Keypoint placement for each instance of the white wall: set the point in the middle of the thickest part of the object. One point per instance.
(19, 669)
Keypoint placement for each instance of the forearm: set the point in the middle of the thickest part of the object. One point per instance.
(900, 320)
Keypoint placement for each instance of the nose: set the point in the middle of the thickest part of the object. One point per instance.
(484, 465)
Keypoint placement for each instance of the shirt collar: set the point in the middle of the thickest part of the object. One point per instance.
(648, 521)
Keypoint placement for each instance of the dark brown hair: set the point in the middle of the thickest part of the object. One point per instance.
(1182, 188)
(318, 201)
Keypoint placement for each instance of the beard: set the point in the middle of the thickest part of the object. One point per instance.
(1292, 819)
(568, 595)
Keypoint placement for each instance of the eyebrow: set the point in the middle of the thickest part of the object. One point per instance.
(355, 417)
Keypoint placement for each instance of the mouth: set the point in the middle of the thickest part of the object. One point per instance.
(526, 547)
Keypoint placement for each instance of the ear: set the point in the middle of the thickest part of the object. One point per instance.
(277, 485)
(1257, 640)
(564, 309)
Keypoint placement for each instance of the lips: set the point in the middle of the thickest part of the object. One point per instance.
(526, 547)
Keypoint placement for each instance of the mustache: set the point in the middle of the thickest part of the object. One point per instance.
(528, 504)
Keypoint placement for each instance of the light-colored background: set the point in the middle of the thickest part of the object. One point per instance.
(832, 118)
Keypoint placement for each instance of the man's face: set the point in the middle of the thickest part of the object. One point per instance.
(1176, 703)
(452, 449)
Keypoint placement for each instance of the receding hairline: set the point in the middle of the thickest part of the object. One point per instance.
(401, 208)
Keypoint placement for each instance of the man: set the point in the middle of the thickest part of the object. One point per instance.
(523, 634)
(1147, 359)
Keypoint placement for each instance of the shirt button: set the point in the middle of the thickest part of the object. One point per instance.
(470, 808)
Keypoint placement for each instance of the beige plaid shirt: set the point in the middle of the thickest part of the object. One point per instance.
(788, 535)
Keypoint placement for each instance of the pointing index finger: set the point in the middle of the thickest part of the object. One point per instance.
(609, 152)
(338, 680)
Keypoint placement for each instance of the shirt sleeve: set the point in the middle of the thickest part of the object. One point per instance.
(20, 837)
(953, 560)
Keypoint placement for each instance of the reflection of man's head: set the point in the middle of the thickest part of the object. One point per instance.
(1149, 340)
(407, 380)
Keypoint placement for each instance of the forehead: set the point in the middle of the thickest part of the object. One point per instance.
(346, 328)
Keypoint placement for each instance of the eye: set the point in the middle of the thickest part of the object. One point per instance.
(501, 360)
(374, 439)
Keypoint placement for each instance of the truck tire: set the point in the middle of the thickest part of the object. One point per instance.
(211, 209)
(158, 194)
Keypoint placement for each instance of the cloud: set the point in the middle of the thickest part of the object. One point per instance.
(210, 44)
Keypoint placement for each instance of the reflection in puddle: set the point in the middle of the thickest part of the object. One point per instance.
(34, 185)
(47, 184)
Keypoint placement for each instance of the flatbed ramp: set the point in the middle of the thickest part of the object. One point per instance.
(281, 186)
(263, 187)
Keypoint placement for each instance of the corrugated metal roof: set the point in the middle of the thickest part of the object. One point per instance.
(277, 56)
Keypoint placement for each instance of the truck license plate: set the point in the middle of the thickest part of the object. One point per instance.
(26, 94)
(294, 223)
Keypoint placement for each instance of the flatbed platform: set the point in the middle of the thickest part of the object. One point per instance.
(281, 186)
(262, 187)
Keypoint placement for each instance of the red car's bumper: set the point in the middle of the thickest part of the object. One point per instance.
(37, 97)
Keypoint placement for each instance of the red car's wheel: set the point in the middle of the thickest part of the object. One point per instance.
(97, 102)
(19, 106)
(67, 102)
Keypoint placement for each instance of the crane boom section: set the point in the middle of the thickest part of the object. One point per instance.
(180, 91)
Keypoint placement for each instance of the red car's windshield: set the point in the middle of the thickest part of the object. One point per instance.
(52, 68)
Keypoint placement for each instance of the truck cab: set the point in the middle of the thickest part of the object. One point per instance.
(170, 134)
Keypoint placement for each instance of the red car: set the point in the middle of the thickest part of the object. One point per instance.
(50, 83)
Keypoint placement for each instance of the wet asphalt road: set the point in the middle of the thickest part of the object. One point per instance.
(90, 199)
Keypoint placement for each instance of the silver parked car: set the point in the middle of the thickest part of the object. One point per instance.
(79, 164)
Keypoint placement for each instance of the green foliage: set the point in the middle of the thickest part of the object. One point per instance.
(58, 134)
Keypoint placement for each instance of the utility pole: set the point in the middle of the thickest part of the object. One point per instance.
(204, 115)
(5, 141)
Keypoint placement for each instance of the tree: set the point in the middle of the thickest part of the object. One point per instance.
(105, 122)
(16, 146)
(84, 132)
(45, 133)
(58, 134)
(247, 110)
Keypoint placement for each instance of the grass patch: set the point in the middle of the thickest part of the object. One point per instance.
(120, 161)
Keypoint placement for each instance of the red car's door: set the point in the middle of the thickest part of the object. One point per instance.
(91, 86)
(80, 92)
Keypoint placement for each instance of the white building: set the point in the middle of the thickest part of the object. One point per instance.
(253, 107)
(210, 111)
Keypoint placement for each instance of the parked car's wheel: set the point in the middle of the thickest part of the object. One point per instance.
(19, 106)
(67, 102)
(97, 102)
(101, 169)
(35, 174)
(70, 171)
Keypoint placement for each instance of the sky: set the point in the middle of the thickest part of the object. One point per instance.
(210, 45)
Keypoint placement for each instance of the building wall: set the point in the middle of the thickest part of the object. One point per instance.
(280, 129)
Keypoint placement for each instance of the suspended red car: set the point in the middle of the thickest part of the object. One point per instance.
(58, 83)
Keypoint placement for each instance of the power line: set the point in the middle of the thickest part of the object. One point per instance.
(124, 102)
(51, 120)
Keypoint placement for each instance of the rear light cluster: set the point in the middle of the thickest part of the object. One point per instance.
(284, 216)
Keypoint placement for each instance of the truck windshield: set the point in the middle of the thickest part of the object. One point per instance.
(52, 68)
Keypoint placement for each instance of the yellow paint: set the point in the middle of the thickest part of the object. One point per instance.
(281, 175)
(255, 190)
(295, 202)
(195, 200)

######

WHAT IS EXPECTED: Retype all of the material above with every character intact.

COMPLETED EXERCISE:
Keypoint placement for each instance of the white wall: set the point in the middle of the thickest part of the object. One point per instance.
(19, 669)
Keypoint placement for each instance of the forearm: set the point in the middle of the thickest part of the object. One point per instance.
(900, 320)
Keypoint placement for each instance of the nose: set the point in the middle of the thickest part of the object. One point per instance.
(484, 465)
Keypoint placement for each instance of the shirt collar: set the point in the middle of the thickest part of the object. One point per instance.
(648, 521)
Keypoint placement for each instance of the dark brown hair: set the point in the middle of the thickest part of the object. One point per instance.
(1182, 188)
(318, 201)
Keypoint placement for each instance of the beard: set the point in the middle of the thickest part of the object. One point per instance.
(1292, 819)
(568, 595)
Keypoint placement for each instance of the eyebrow: set the point in the middle of the thickest part of the object. One point per instance.
(355, 417)
Keypoint placement for each instance of the mouth: set the point in the middle of the thickest part of the object. One point per instance.
(526, 547)
Keypoint placement for each instance of the ear: set the point in the middle of the thickest part of the object. One point per instance.
(277, 485)
(1257, 640)
(564, 309)
Keypoint placement for each instance of the lips: set the point in the middle of the thickest part of the object. One point per instance.
(526, 547)
Keypoint placement for each instance of the mustache: set the point in the middle of the thickest part of the object. One point per instance.
(528, 504)
Keypoint placement for each instance of the light-colored background: set the point in the middle of the thickest part of the object. One point per instance.
(832, 118)
Keypoint placement for each instance of the man's face: set the point in the middle of the thickest part of the object. One point per instance.
(1176, 703)
(452, 449)
Keypoint placement for each instance of the receding hairline: set the point in the middle of the thickest part of the object. One point per instance.
(401, 208)
Keypoint placement for each instance of the man: set the point in the middle of the thickest part of the object. One point per instance.
(523, 634)
(1147, 359)
Keypoint placement for each instance of the shirt button: set the point in the middle of the thickest part of the object. One point per instance.
(470, 808)
Keypoint placement for each instance of the beige plaid shirt: set the point in the middle of the thickest part of the object. One point per instance.
(788, 535)
Keypoint placement for each instance of the pointing index finger: set the point in the middle of the thickest part of the object. One point per instance.
(609, 152)
(338, 680)
Keypoint placement for each instance of the shirt sleeve: set the point in the middle of the thickest part of the object. One point per instance.
(20, 837)
(953, 560)
Keypoint placement for each instance of the reflection of man's head: set the point in the middle of the thickest part of the object. One point per instance.
(1149, 340)
(407, 380)
Keypoint placement for each instance of the forehead: set the point in the middle of the thickest part of the object. One point per instance.
(346, 328)
Keypoint placement for each instance of the eye: set the point in the middle of the thickest part of the object. One point per instance.
(501, 360)
(374, 439)
Keypoint placement for each instance of the truck tire: set the point in the middle of the thickest part of the object. One point per instance.
(211, 209)
(158, 194)
Keypoint placement for each instance of the cloud: set the point in the middle of the thickest part of the object. One point per instance.
(210, 44)
Keypoint placement for each instance of the reflection in puddle: set the point in the middle of the thickest part of the object. One point per instance.
(34, 185)
(47, 184)
Keypoint placement for each instance of the flatbed ramp: set the point in the middle of the thickest part of the object. One point per instance.
(281, 186)
(263, 187)
Keypoint placement for each instance of the corrugated metal roof: set the point in the middle of the thickest part of the object. One point per instance.
(277, 56)
Keypoint placement for each instance of the truck license plate: set the point in the middle of the thickest part of the object. One point per instance.
(26, 94)
(294, 223)
Keypoint placement for each instance of the flatbed platform: set the point in the middle of the thickest part of the object. One point per instance.
(281, 186)
(262, 187)
Keypoint placement for each instance of the red car's bumper: set the point in the middle of the thickest part of the object. One point per instance.
(37, 97)
Keypoint placement for each instance of the red car's wheel: set the point in the middle of the thickest part of the object. One point per instance.
(97, 102)
(19, 106)
(67, 102)
Keypoint placement for each instance of the crane boom section: set the point in the middle of the thickest part of the object. One point per instance.
(180, 91)
Keypoint placement for each instance of the red car's windshield: set the point in the middle of the thickest part of the object. One point per instance.
(52, 68)
Keypoint placement for each instance of the truck cab: set the point in the middle of the thickest part of the object. One point per instance.
(170, 134)
Keypoint placement for each instance of the red car: set the point in the middle of the thickest part of the object. One point per instance.
(50, 83)
Keypoint placement for each instance of the wet asphalt road: set the point in the middle of the thickest part of the object. One point per instance.
(90, 199)
Keypoint placement for each instance of the silver parked car: set the point in the middle of the thickest part of the object. One point per instance.
(79, 164)
Keypoint placement for each instance of the green foliage: set the point in the middle of the thickest part of the object. One point per instance.
(58, 134)
Keypoint placement for each instance of the utility pole: set the point in the middle of the thickest part of the object. One point per instance.
(204, 115)
(5, 141)
Keypoint placement for each instance of the tree: set the point in the middle of the thickest part of the object. One point per instance.
(105, 122)
(16, 146)
(84, 132)
(45, 133)
(58, 134)
(247, 110)
Keypoint placement for each instance of the grass patch: set the point in the middle of the thickest part of the object. One point per instance.
(120, 161)
Keypoint placement for each instance of the red car's door: set the point in the middle of the thickest part of the object. One point per instance.
(91, 86)
(80, 92)
Keypoint placement for each instance of the white building: set the point in the middle of the thickest part of the object. One point per instance.
(253, 107)
(210, 111)
Keypoint placement for each instance of the parked car's wheel: set the point in the middle of the thickest part of the object. One point per instance.
(19, 106)
(67, 102)
(97, 102)
(101, 169)
(35, 174)
(70, 171)
Keypoint placement for each instance of the sky: set the point in the middle of the thickest part of the object. One point per instance.
(210, 45)
Keypoint placement for each instance of the building wall: set the point in the middle of the thickest part of the object. One point per instance.
(280, 129)
Keypoint placement for each instance of the suspended red car: set the point in the middle of the thickest part of the object. One point per instance.
(58, 83)
Keypoint placement for each instance of the power line: set the point in the middle of the thickest part of the object. One point per instance.
(124, 102)
(51, 120)
Keypoint placement for each instance of the rear light cluster: set the point in the middle of the thickest part of the object. One point per instance.
(284, 216)
Keypoint placement for each instance of the truck windshield: set the point in the middle of the thickest part of the object. One point per instance.
(52, 68)
Keypoint placement for each instance of the yellow paint: set the point in the middle of the thickest part of the object. One point per instance.
(281, 175)
(255, 190)
(295, 202)
(195, 200)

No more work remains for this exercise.